<<<<

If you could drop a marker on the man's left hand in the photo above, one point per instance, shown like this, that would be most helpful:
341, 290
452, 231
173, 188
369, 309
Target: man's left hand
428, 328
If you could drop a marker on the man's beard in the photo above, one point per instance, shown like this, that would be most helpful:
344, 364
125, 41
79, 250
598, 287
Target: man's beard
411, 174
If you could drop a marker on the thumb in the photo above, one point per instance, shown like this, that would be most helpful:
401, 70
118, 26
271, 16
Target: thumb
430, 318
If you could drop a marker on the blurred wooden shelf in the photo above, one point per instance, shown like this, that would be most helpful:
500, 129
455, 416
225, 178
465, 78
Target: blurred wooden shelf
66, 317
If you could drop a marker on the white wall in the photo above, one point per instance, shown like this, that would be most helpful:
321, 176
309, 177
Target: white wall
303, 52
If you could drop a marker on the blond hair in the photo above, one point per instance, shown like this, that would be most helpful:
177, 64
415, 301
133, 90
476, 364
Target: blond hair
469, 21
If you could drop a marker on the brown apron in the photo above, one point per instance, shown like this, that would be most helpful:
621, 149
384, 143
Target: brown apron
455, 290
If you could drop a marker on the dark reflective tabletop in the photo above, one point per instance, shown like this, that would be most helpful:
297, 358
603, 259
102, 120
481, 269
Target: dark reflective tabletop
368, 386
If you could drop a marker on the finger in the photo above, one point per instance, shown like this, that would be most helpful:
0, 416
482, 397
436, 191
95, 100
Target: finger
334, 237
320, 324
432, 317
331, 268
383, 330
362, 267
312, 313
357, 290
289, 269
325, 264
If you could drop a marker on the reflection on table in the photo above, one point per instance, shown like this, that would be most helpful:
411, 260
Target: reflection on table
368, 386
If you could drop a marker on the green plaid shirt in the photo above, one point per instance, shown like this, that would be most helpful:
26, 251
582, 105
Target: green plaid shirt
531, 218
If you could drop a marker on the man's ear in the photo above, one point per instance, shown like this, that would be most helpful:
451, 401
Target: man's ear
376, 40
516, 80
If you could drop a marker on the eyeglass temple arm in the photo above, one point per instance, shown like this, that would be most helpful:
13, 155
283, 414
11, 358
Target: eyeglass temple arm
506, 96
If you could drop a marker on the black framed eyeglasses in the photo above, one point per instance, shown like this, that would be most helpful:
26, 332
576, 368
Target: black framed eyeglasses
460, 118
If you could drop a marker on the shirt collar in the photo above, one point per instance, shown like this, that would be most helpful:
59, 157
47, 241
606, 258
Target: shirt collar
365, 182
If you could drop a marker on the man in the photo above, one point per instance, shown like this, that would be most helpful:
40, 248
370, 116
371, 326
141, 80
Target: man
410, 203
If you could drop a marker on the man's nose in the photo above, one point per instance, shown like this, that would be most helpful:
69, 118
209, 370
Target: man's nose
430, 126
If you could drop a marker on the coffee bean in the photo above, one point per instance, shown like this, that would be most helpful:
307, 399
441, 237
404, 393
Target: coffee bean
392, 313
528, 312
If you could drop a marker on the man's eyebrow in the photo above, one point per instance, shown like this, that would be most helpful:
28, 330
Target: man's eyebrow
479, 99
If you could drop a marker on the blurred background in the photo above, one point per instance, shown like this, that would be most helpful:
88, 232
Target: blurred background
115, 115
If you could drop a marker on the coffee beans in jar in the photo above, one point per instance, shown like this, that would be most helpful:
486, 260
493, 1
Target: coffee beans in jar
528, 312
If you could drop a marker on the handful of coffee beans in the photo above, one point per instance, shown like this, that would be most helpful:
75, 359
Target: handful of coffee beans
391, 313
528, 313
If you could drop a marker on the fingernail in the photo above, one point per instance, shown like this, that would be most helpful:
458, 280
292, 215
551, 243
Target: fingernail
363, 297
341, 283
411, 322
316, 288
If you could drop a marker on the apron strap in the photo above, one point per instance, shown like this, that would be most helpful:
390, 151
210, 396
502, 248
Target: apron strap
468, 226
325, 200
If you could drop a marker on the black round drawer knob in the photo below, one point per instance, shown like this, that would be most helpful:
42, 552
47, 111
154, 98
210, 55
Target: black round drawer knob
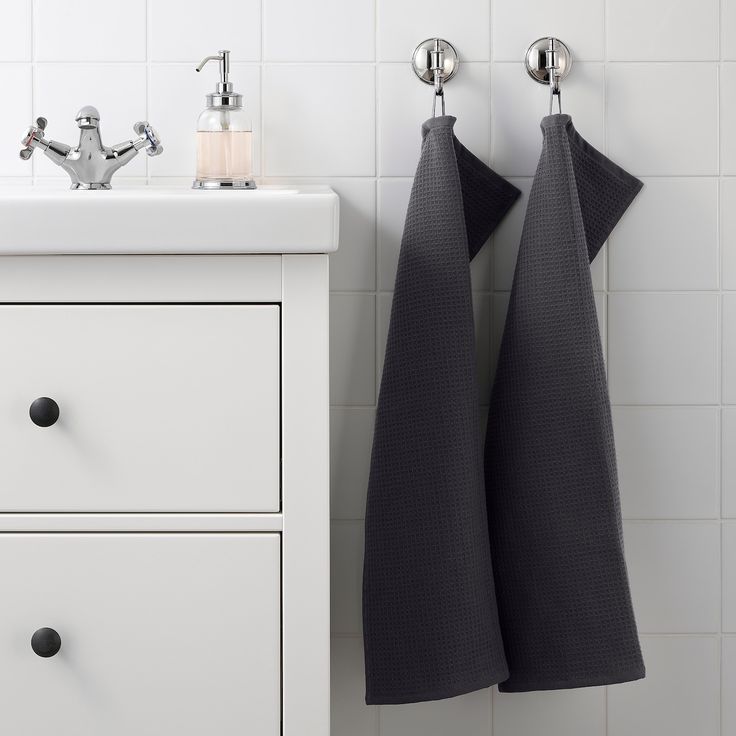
44, 412
46, 642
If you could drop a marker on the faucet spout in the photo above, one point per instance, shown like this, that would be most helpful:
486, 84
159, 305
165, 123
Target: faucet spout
91, 164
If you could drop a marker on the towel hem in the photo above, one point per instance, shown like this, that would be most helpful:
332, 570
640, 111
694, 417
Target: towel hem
437, 694
571, 683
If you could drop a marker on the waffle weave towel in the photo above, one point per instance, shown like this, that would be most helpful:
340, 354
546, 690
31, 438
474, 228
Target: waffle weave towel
553, 506
429, 611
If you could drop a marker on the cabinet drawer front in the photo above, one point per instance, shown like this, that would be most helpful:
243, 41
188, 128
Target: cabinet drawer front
161, 408
160, 634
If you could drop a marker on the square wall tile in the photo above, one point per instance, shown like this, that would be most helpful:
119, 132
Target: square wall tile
728, 453
353, 266
404, 104
516, 137
675, 574
728, 233
191, 32
352, 349
351, 442
642, 30
728, 23
580, 712
328, 30
321, 129
402, 25
663, 348
176, 99
668, 461
729, 577
729, 348
668, 238
15, 31
678, 697
469, 715
74, 31
393, 200
118, 91
643, 139
728, 119
728, 702
579, 23
346, 575
350, 715
16, 118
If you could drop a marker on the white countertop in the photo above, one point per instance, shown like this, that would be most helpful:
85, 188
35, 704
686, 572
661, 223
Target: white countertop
156, 219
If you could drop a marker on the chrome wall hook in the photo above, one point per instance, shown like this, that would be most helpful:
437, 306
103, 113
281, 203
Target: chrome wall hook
548, 61
435, 61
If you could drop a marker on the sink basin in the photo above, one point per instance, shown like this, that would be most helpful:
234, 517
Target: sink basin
153, 219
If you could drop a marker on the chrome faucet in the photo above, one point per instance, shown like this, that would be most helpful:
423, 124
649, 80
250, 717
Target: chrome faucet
91, 165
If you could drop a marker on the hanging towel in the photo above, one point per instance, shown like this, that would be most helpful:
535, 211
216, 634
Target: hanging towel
553, 505
429, 612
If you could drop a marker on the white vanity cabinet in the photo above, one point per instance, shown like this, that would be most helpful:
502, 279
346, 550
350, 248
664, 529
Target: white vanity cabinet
164, 468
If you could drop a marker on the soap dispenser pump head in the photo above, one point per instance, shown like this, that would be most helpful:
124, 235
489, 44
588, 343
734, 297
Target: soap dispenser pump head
224, 94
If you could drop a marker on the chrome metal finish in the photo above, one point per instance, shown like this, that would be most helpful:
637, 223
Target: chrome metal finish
224, 95
537, 55
91, 164
223, 184
548, 61
435, 61
433, 55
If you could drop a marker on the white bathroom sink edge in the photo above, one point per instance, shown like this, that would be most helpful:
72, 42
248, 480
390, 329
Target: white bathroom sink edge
45, 220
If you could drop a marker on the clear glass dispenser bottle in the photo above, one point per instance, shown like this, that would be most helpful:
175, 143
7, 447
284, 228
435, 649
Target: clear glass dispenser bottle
224, 136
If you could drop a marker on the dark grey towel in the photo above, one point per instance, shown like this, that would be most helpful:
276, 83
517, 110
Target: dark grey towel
429, 612
553, 505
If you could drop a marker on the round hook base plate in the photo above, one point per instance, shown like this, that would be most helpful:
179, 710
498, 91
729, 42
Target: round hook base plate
535, 59
421, 60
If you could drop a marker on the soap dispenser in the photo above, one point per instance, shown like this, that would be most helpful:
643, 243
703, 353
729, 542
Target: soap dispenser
224, 135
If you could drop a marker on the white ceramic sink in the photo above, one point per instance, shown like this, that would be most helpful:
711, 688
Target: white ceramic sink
153, 219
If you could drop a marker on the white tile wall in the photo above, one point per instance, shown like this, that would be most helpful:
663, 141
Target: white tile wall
679, 696
333, 101
555, 713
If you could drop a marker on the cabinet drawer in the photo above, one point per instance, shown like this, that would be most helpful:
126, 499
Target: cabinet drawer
160, 634
161, 408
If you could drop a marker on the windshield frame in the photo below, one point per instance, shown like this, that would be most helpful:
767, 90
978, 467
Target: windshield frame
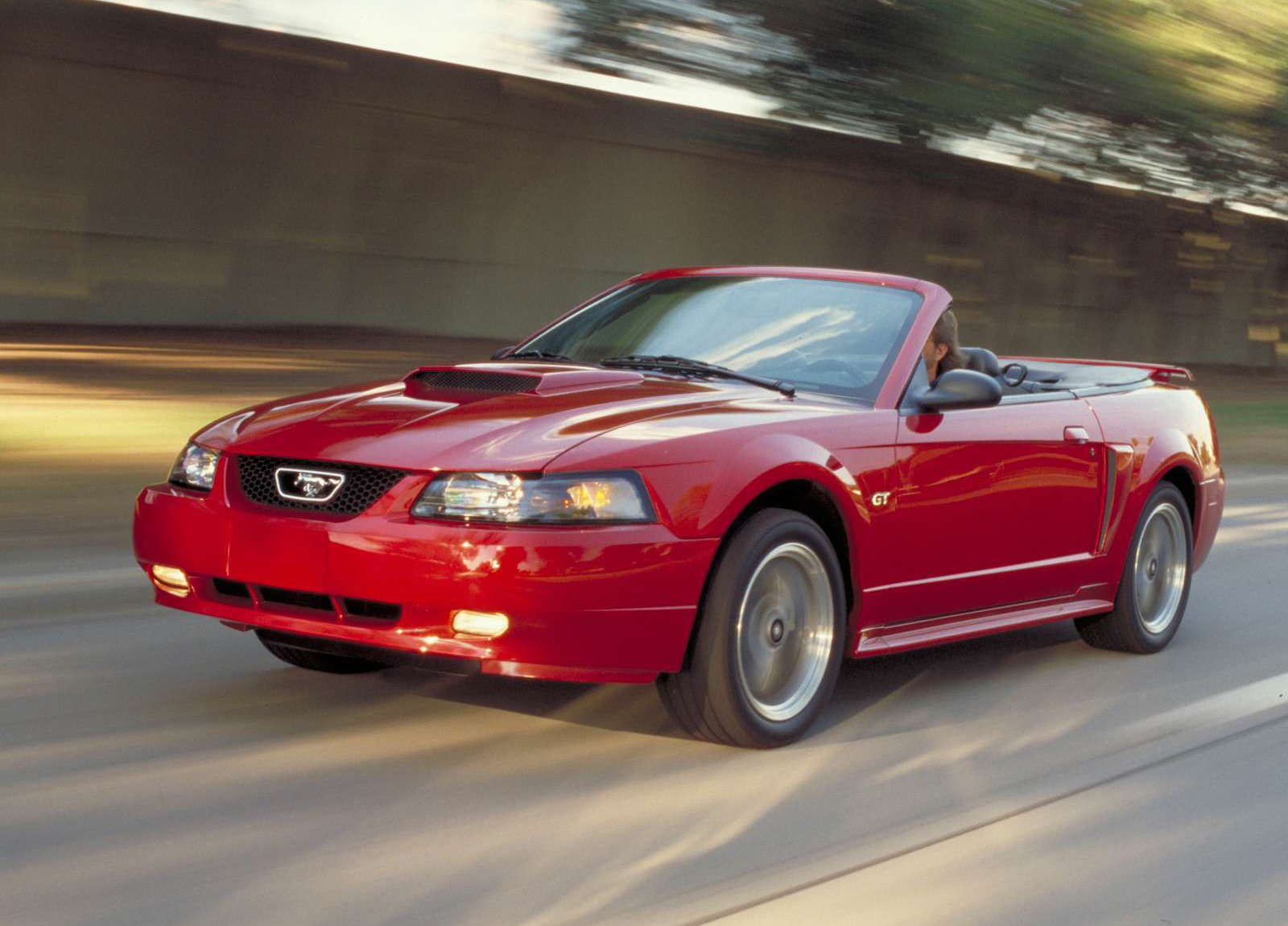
873, 389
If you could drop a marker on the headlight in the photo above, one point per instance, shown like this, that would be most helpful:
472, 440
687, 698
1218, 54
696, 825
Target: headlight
512, 498
195, 468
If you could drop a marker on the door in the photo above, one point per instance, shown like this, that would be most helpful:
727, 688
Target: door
991, 507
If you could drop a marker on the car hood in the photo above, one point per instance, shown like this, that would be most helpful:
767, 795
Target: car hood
515, 416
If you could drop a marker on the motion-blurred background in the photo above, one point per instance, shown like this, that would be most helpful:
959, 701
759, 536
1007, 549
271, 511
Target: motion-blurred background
209, 202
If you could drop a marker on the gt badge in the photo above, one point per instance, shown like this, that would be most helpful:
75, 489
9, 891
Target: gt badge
307, 485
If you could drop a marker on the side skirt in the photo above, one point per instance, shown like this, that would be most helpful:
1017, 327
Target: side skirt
951, 627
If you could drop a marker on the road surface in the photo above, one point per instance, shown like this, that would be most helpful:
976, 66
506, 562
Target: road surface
158, 768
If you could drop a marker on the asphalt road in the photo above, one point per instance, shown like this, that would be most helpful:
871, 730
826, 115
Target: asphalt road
158, 768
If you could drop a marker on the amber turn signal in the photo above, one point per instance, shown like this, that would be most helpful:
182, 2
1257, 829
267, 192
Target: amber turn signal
480, 623
169, 578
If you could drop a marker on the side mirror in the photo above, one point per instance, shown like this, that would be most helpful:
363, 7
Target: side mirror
959, 389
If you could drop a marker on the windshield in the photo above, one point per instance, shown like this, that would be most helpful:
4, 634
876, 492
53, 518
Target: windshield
821, 335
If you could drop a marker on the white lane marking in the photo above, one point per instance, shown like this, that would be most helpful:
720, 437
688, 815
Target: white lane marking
1221, 707
72, 578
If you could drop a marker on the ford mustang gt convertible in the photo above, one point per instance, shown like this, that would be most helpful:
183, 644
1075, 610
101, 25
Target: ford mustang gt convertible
724, 481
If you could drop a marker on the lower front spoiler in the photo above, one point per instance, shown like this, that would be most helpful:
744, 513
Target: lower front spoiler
454, 655
428, 662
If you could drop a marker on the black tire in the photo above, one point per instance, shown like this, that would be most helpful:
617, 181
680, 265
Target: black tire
1129, 627
320, 662
799, 588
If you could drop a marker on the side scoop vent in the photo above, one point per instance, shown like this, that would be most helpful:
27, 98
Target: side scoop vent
477, 380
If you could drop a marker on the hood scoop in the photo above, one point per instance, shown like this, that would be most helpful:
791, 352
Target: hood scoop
474, 380
483, 380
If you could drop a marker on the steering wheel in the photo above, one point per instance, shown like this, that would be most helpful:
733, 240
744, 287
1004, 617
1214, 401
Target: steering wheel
850, 370
1023, 371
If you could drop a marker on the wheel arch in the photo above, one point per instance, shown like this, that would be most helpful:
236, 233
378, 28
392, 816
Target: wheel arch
795, 491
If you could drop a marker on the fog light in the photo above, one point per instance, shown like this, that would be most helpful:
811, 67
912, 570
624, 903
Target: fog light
480, 623
167, 578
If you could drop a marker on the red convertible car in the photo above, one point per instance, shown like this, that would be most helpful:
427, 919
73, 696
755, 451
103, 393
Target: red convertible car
723, 479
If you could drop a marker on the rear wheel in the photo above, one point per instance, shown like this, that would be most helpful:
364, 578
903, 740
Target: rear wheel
320, 662
1156, 581
770, 638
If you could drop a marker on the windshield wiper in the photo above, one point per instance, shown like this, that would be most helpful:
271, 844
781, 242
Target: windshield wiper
684, 365
540, 356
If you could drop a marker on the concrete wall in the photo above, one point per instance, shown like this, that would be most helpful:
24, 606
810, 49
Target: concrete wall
164, 170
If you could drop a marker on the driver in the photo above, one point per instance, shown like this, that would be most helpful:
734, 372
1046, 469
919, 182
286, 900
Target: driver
940, 350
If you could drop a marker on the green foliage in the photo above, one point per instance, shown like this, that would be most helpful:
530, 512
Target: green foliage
1174, 94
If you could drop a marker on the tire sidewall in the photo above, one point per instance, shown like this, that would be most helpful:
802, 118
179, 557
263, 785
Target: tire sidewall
1127, 603
753, 539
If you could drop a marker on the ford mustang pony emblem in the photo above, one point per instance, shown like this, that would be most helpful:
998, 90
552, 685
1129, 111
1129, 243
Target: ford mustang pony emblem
307, 485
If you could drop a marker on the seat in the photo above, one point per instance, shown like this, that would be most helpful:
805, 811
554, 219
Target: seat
983, 361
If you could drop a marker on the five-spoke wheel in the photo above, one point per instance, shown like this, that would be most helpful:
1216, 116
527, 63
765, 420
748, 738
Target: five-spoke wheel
1156, 580
770, 639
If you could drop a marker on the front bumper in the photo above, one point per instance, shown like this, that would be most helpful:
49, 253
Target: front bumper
612, 603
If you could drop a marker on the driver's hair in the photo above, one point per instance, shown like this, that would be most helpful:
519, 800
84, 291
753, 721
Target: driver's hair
946, 333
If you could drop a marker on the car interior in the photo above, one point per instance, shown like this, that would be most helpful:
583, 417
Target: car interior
1026, 378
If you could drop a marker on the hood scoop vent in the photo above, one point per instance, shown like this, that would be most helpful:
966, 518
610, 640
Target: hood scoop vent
476, 380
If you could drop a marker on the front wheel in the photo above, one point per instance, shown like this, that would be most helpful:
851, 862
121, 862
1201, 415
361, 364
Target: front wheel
1156, 581
770, 636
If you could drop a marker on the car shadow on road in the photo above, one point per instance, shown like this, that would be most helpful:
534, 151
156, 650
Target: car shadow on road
637, 709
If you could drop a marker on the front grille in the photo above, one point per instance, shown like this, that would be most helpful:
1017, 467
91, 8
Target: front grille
362, 485
371, 610
225, 586
478, 380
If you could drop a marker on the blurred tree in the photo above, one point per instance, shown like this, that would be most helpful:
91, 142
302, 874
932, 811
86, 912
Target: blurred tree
1172, 94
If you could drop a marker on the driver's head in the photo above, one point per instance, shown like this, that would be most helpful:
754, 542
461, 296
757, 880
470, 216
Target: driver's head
940, 350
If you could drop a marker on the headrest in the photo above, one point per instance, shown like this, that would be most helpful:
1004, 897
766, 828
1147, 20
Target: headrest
982, 360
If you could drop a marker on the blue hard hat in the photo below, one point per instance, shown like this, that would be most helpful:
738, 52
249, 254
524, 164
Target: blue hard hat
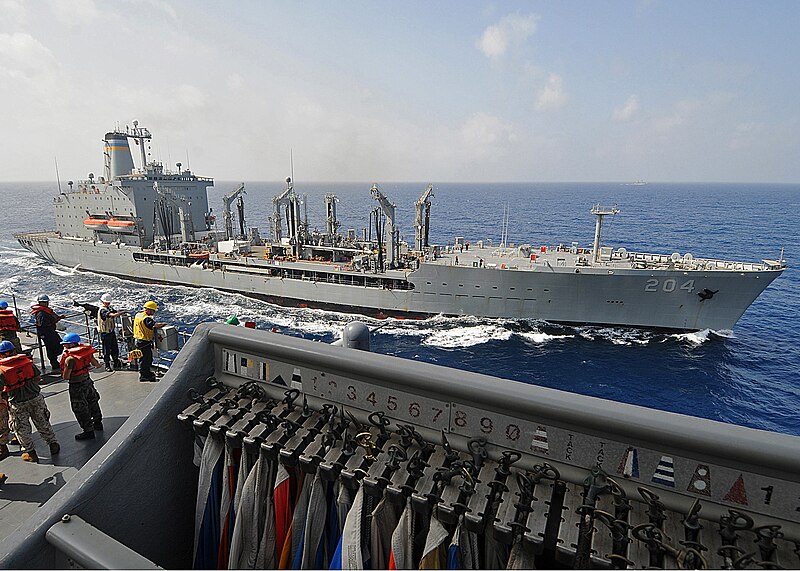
71, 338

>>>>

Nothing but the lines from the one holding "If you could drop a marker on the blurred tree" to the end of the entries above should be echoed, exactly and with both ends included; omit the pictures.

** ANSWER **
If you could drop a marker on the blurred tree in the photo above, one point per instance, shown like this, that would be most helpful:
91, 142
302, 874
932, 811
86, 912
Target: blurred tree
1172, 94
If you could drop a marker on the driver's head in the photo above, one point per instance, shown like this, that would be most helpful:
754, 542
461, 296
757, 880
470, 216
Target: driver's head
940, 350
If you could drop a marker on the headrest in the photo above, one point per instance, shown like this, that would be most helpful:
1004, 897
766, 828
1147, 20
Target: headrest
982, 360
If you could drop a marker on the blue hard hat in the photo below, one point per instance, shown like this, that would be most helpful:
738, 52
249, 254
524, 164
Target: blue hard hat
71, 338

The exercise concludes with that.